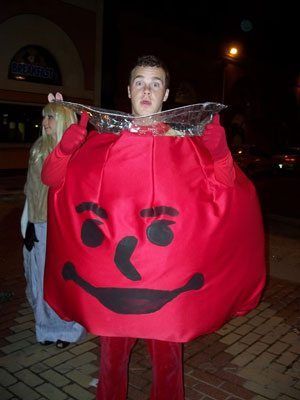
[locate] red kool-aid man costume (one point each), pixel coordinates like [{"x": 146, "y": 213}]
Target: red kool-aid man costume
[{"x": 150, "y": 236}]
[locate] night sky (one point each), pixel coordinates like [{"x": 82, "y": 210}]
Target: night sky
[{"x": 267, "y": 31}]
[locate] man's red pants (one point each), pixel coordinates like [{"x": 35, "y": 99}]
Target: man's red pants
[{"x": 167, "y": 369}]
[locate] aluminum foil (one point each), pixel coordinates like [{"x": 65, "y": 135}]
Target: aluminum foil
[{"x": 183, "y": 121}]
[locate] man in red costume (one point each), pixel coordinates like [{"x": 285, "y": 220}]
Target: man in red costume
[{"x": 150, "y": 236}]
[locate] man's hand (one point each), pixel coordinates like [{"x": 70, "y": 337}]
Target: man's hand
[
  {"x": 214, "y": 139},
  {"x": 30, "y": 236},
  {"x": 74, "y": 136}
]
——
What the exercise asks:
Search the entries for the word "locate" and gather every line where it appears.

Response to this task:
[locate] red kool-aid man costume (one point each), pixel coordinates like [{"x": 146, "y": 213}]
[locate] night sky (one point each), pixel coordinates like [{"x": 82, "y": 210}]
[locate] man's red pants (one point each), pixel coordinates like [{"x": 35, "y": 99}]
[locate] aluminum foil (one point each), pixel coordinates like [{"x": 65, "y": 135}]
[locate] man in red costume (one point each), pixel coordinates like [{"x": 285, "y": 220}]
[locate] man's hand (one point each), pixel coordinates like [{"x": 70, "y": 337}]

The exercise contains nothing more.